• Source text:
────────

Clinical order sets (predefined templates) are one way to ensure patient safety and reduce risk. Creating order sets for the wound types seen in your department provides a common platform and support for clinical decisions related to a specific condition or medical procedure. Creating wound-specific laboratory values assists with the consistency of ordering and care.

Laboratory values are helpful in assessing and monitoring any chronic underlying medical conditions, as well as the patient’s nutritional status. These values should be evaluated on the first patient encounter to establish a baseline for care. In addition, if healing is not occurring as expected, these values can be tracked regularly to ensure that local and systemic factors are not contributing to poor healing. Important parameters to evaluate include protein levels, complete blood count, erythrocyte sedimentation rate, liver function tests, glucose and iron levels, total lymphocyte count, blood urea nitrogen and creatinine levels, lipoprotein levels, vitamin and mineral levels, and urinalysis. Even if only 1 deterrent is present, healing cannot occur.

Additional tools are available to assist the clinician to further define the diagnosis of the patient. For example, risk assessment tools are screening tools used as predictors to ensure systematic evaluation of individual risk factors. Risk assessment tools exist for areas of the skin at risk, such as pressure ulcers, diabetic foot ulcers, and clinical signs of venous disease. Nutritional risk assessment tools assist the practitioner in understanding the strategies necessary to identify the levels of nutritional risk. Manual risk assessment tools are integral in the prevention of many disease states. They include the ankle-brachial index, cultures, lower-leg and foot assessments, palpation of pulses/Doppler (ultrasound), segmental blood pressures, Semms-Weinstein monofilament test, transcutaneous oxygen tension, and vibration perception threshold assessment. Other diagnostic tests, such as laboratory values, radiologic studies, and vascular studies, should be taken into consideration when evaluating a patient at risk.

────────

Stored data entries

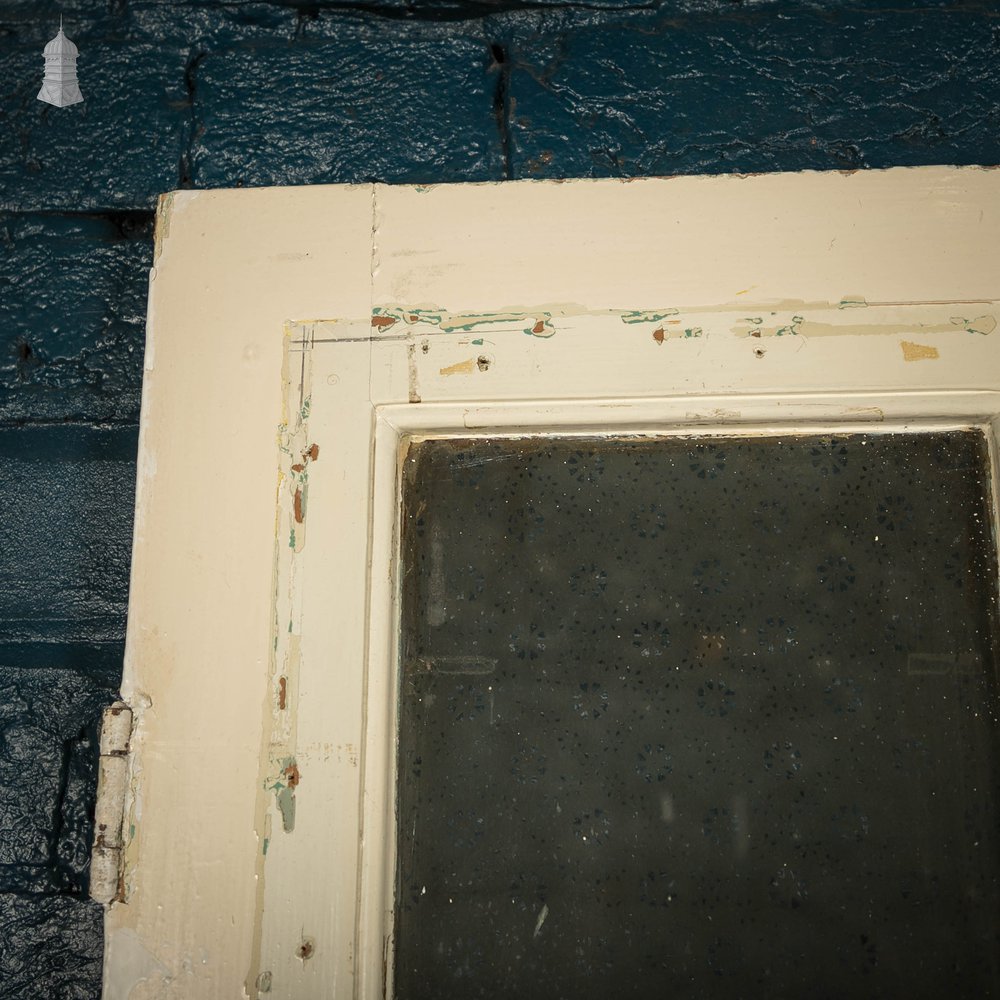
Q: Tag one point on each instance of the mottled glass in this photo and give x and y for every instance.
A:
(698, 717)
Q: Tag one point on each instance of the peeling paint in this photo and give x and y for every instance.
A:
(460, 368)
(164, 209)
(802, 324)
(918, 352)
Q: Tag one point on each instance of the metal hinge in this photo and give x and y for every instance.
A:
(109, 812)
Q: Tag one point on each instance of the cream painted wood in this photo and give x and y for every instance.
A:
(300, 337)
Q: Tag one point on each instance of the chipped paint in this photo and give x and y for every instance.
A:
(460, 368)
(820, 319)
(161, 230)
(279, 773)
(918, 352)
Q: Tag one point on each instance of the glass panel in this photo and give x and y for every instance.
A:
(698, 718)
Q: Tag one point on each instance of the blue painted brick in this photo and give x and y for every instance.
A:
(50, 704)
(52, 947)
(72, 313)
(66, 533)
(762, 90)
(403, 103)
(120, 148)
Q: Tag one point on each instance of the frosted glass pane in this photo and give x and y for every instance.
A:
(698, 718)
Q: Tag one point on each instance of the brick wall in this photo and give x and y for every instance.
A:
(207, 94)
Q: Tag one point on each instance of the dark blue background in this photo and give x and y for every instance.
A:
(206, 94)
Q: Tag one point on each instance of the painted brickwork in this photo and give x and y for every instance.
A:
(206, 94)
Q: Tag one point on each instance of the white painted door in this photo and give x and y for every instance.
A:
(298, 340)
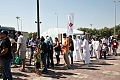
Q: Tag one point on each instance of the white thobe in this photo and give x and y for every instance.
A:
(97, 49)
(76, 54)
(86, 51)
(80, 49)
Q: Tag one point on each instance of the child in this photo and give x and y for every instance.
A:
(37, 57)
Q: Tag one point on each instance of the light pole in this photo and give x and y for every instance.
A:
(57, 19)
(115, 20)
(38, 25)
(18, 22)
(21, 24)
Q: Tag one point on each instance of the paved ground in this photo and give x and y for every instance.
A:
(98, 70)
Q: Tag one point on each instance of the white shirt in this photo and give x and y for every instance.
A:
(21, 40)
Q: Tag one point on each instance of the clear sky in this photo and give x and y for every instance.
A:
(100, 13)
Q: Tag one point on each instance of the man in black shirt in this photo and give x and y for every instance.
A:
(6, 56)
(71, 48)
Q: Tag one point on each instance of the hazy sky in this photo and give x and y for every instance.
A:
(100, 13)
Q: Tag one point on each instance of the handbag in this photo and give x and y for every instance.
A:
(18, 60)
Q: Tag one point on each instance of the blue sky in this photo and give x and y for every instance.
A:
(100, 13)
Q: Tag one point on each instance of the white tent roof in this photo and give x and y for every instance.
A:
(53, 32)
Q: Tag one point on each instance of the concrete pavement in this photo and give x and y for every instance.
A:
(108, 69)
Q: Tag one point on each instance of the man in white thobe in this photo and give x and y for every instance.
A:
(76, 54)
(94, 52)
(86, 51)
(97, 48)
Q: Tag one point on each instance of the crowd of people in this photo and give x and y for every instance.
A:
(42, 50)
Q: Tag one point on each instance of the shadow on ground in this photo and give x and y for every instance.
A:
(58, 75)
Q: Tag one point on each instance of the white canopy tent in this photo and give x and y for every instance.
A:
(53, 32)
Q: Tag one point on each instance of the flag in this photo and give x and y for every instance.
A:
(70, 24)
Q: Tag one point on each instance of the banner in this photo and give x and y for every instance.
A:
(70, 24)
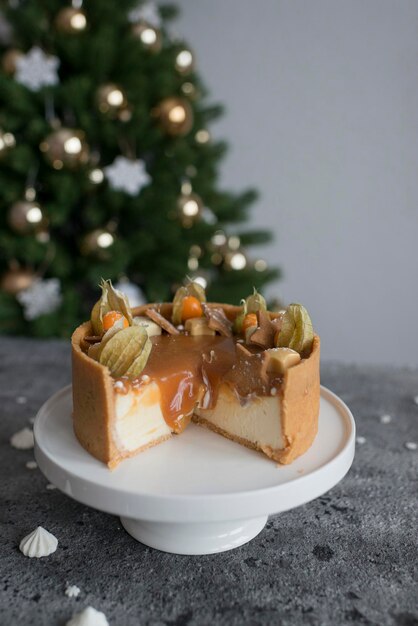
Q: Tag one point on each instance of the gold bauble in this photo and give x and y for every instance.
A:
(7, 141)
(235, 260)
(175, 116)
(97, 242)
(65, 147)
(25, 217)
(9, 60)
(71, 20)
(189, 208)
(184, 62)
(15, 280)
(149, 36)
(111, 100)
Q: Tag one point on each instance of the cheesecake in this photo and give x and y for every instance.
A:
(141, 375)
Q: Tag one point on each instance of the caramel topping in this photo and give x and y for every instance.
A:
(189, 371)
(161, 321)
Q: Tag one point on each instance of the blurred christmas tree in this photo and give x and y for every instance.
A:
(107, 167)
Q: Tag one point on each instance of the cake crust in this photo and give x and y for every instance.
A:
(94, 404)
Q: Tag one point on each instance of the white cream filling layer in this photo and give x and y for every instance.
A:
(258, 421)
(139, 420)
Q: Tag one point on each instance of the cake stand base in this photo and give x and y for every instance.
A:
(199, 493)
(194, 538)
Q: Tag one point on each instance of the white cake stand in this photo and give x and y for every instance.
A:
(198, 493)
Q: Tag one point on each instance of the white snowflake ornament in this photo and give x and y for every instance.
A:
(127, 175)
(36, 69)
(43, 296)
(146, 12)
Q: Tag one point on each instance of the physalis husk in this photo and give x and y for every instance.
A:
(296, 331)
(126, 352)
(191, 289)
(111, 300)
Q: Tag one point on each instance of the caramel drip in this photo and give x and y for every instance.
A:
(189, 371)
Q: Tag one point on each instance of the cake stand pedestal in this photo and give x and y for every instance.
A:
(198, 493)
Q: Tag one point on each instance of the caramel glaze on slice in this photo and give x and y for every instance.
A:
(190, 369)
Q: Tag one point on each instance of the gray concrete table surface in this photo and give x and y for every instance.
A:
(349, 557)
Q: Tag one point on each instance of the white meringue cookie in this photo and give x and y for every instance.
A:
(72, 591)
(88, 617)
(23, 439)
(38, 543)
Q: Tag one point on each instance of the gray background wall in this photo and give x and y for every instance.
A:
(322, 116)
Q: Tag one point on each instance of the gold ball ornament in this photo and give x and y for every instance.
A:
(9, 61)
(71, 21)
(149, 36)
(111, 100)
(25, 217)
(235, 260)
(7, 141)
(175, 116)
(189, 209)
(98, 242)
(65, 147)
(16, 279)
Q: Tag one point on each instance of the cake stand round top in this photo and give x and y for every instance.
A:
(196, 477)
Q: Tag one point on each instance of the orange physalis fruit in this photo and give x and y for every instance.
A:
(249, 320)
(111, 318)
(191, 307)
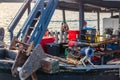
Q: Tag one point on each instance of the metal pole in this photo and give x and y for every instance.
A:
(29, 7)
(119, 18)
(81, 16)
(64, 17)
(98, 20)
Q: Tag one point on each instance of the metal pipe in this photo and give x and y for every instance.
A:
(64, 17)
(81, 17)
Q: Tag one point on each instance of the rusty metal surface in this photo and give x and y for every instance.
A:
(33, 63)
(50, 65)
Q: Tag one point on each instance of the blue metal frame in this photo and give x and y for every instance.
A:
(18, 17)
(44, 21)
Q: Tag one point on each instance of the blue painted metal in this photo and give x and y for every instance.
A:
(18, 17)
(43, 23)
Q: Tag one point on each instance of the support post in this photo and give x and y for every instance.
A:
(98, 20)
(81, 17)
(119, 18)
(111, 13)
(29, 7)
(64, 17)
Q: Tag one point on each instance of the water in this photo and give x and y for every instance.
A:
(9, 10)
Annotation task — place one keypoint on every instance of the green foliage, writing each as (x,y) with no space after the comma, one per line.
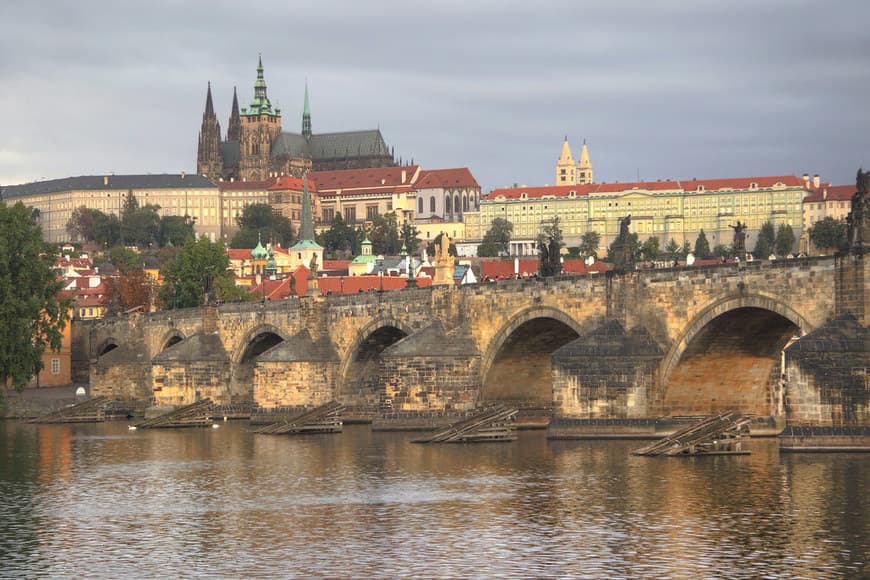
(262,219)
(829,234)
(702,246)
(384,235)
(124,259)
(174,230)
(410,237)
(589,244)
(672,248)
(185,277)
(764,245)
(633,243)
(723,251)
(31,314)
(496,241)
(340,238)
(451,249)
(784,240)
(650,249)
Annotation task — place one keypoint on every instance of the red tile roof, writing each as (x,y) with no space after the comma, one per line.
(376,177)
(246,185)
(687,186)
(830,193)
(445,178)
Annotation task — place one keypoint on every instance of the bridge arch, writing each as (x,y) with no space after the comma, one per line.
(358,370)
(172,336)
(727,357)
(516,364)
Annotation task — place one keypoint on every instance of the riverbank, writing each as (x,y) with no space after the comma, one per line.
(33,402)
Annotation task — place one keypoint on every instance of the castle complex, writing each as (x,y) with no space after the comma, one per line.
(257,148)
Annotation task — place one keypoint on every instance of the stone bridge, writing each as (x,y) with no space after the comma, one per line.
(754,337)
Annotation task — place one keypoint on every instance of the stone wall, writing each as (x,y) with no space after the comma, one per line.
(294,384)
(183,383)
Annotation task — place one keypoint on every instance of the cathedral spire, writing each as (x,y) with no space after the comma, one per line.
(234,131)
(306,115)
(306,229)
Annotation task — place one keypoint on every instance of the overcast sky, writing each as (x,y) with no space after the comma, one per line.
(659,89)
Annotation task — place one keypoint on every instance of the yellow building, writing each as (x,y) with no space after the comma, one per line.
(668,210)
(176,194)
(567,173)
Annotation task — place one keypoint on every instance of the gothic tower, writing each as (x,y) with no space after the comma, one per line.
(208,155)
(306,115)
(565,166)
(234,131)
(260,126)
(584,166)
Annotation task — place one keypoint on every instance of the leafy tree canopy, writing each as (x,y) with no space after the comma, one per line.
(702,246)
(262,219)
(784,240)
(32,315)
(199,263)
(828,234)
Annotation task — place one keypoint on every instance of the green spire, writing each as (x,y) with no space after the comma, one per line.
(306,115)
(306,230)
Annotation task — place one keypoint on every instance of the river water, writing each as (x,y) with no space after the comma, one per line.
(99,500)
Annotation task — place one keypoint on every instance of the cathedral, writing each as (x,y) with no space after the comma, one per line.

────────

• Assigned task 1: Reproduce the part of the wound care passage running from "Clinical order sets" down to "ordering and care.".
• Assigned task 2: List every manual risk assessment tool that the wound care passage names.
Rely only on the wound care passage when answering.

• Response 1:
Clinical order sets (predefined templates) are one way to ensure patient safety and reduce risk. Creating order sets for the wound types seen in your department provides a common platform and support for clinical decisions related to a specific condition or medical procedure. Creating wound-specific laboratory values assists with the consistency of ordering and care.

• Response 2:
- ankle-brachial index
- cultures
- lower-leg and foot assessments
- palpation of pulses/Doppler (ultrasound)
- segmental blood pressures
- Semms-Weinstein monofilament test
- transcutaneous oxygen tension
- vibration perception threshold assessment